* _Text section_:
Scientists use microwaves to understand how water affects molecular switches
The findings of this research have been published in two scientific papers in the journal ‘Angewandte Chemie International Edition’.
A team of researchers from the Department of Physics of the Faculty of Sciences and Technology of the University of Coimbra (FCTUC) is using microwaves to explore how water interferes with tiny molecules known as molecular switches.
The findings of this research are presented in two papers published in the prestigious journal Angewandte Chemie International Edition, within the scope of the project MiCRoARTiS – Microwave Fingerprinting Artificial Molecular Motors in Virtual Isolation, coordinated by Sérgio Domingos, Professor at the Department of Physics, and funded by the European Research Council (ERC).
As Sérgio Domingos explains, “Molecular switches are molecules whose functionalities can be tailored when synthesised in the laboratory. They can be programmed to act like ‘nano-switches’: they change shape when exposed to light, which allows them to switch ‘on’ or ‘off’ its availability to interact with other systems.”
Such molecules are key building blocks for future molecular machines, with potential applications in medicine, biology, and nanotechnology.
As part of the MiCRoARTiS project, which is coordinated by Professor Sérgio Domingos and funded by the European Research Council (ERC), the team studied two molecular switches that were almost identical, differing only in minor structural details. They used a microwave spectrometer, which allowed them to observe the three-dimensional structure of the molecules in great detail and capture their rotational spectrum.

* _What to do_:
A. Answer these questions using the article on molecular switches:
(i) In which journal were the two papers published?
(ii) According to Sérgio Domingos, what causes molecular switches to change shape?
(iii) What instrument did the team use to observe the three-dimensional structure of the molecules?
B. List every field of potential application for molecular switches that the article on molecular switches names.

* _Provided data_:
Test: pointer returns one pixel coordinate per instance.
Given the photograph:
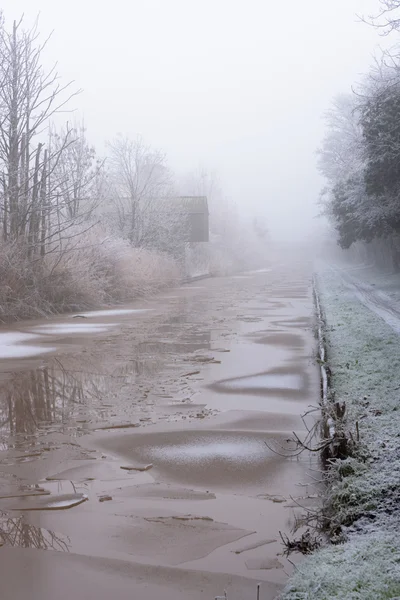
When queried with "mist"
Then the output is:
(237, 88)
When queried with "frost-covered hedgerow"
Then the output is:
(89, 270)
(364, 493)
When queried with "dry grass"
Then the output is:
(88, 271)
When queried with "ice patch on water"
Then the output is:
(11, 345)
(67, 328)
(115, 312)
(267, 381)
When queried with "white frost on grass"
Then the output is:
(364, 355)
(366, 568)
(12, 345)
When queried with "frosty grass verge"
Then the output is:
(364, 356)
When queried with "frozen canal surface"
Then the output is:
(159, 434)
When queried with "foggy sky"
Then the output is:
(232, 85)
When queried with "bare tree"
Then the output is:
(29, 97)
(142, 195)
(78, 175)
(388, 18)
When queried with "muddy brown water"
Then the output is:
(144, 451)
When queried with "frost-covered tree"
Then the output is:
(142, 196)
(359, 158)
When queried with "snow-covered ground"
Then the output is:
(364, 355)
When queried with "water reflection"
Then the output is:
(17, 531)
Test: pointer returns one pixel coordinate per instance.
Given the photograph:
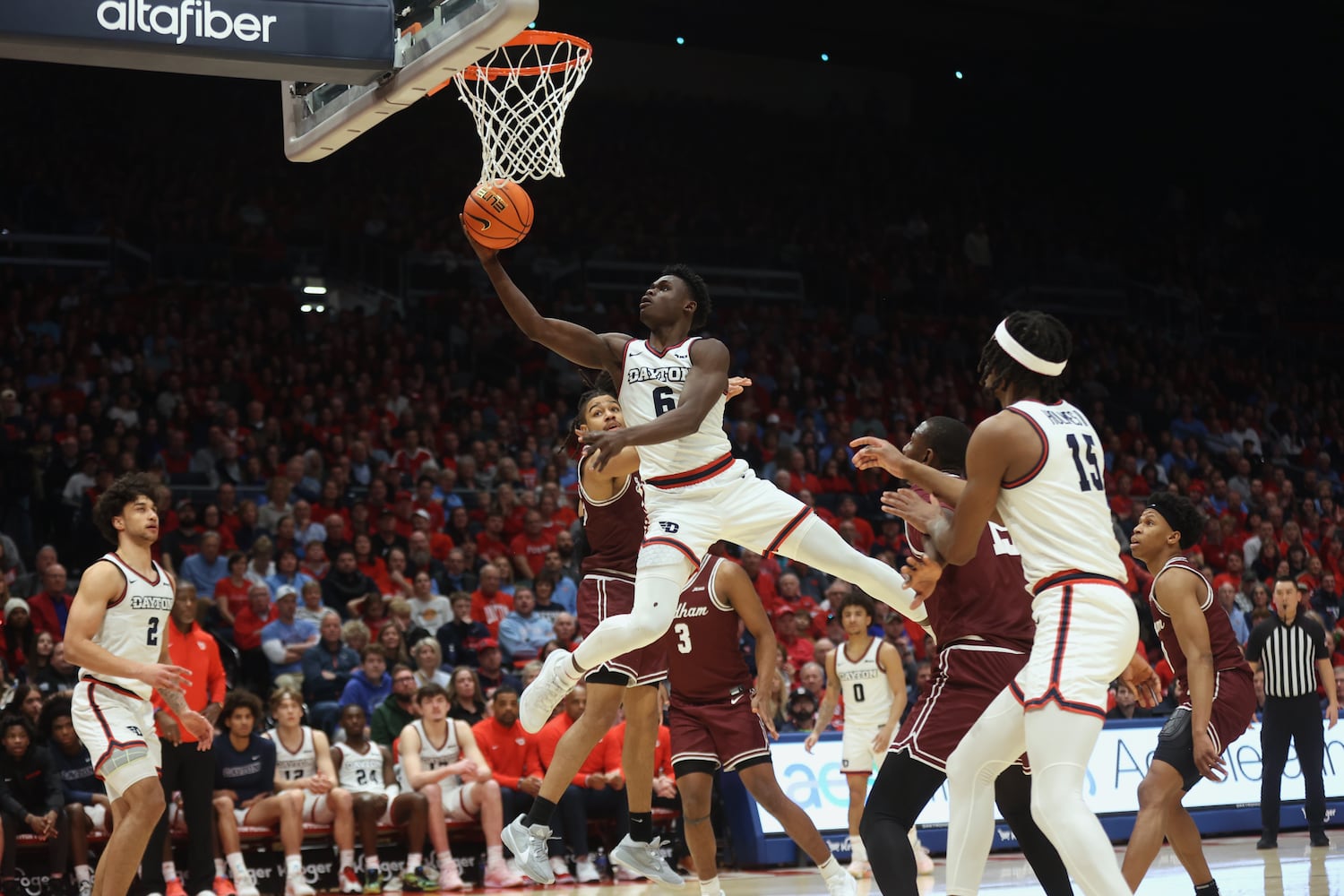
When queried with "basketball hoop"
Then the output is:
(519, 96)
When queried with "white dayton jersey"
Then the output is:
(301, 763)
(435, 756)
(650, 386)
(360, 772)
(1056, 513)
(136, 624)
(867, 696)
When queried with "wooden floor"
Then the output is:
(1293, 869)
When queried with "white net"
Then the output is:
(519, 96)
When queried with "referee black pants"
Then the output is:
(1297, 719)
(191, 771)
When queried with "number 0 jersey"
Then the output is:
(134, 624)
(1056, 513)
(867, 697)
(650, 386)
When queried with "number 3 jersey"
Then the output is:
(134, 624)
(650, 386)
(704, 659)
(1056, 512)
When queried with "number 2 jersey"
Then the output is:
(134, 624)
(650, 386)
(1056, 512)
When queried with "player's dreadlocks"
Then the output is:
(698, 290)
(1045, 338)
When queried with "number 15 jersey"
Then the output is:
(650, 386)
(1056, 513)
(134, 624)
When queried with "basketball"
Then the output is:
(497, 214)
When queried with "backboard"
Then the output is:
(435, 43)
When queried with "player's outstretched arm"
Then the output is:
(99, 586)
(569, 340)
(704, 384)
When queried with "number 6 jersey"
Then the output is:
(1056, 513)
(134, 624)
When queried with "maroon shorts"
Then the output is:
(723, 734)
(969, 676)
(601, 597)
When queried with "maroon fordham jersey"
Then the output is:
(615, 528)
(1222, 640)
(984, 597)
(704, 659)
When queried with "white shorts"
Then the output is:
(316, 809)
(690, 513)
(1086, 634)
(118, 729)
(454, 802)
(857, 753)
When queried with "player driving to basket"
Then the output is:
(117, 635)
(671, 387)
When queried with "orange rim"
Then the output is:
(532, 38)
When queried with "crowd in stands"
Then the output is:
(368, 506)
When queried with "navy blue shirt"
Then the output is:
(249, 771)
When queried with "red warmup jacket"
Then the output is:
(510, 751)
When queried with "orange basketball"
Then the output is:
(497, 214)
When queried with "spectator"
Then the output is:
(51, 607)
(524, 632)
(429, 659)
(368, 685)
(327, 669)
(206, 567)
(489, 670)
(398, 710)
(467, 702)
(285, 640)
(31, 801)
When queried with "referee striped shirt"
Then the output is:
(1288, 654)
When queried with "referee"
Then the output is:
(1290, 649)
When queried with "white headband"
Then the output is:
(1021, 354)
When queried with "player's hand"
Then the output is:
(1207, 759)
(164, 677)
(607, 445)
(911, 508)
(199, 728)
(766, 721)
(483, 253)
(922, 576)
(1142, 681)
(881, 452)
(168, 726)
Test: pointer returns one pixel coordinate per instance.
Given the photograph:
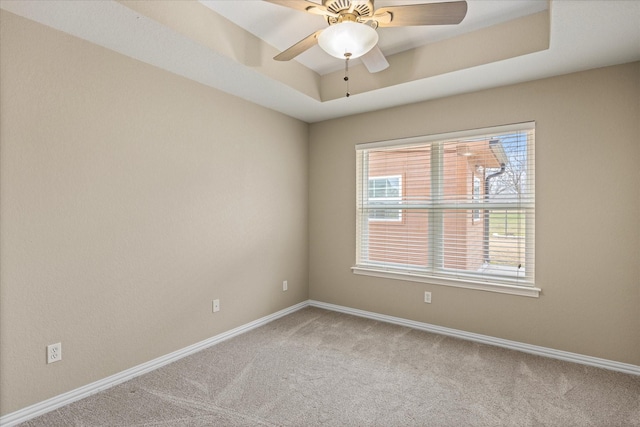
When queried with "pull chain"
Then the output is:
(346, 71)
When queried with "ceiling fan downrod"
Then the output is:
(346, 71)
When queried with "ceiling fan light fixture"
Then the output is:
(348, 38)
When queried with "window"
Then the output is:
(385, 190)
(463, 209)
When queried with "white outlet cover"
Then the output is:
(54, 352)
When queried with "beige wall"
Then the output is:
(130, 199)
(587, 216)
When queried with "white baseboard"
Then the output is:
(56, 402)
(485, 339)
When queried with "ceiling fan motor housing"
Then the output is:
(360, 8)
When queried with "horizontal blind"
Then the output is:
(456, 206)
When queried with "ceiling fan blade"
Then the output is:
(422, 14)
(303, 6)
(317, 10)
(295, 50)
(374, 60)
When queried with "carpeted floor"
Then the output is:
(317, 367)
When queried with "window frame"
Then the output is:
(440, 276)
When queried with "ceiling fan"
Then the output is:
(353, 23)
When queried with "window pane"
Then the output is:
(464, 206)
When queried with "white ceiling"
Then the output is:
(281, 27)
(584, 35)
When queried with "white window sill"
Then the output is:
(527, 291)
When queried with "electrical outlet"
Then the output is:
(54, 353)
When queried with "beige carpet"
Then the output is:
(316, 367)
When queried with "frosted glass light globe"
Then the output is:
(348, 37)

* _Results by task_:
A.
(i) Angewandte Chemie International Edition
(ii) Exposure to light
(iii) A microwave spectrometer

B. Medicine, biology, nanotechnology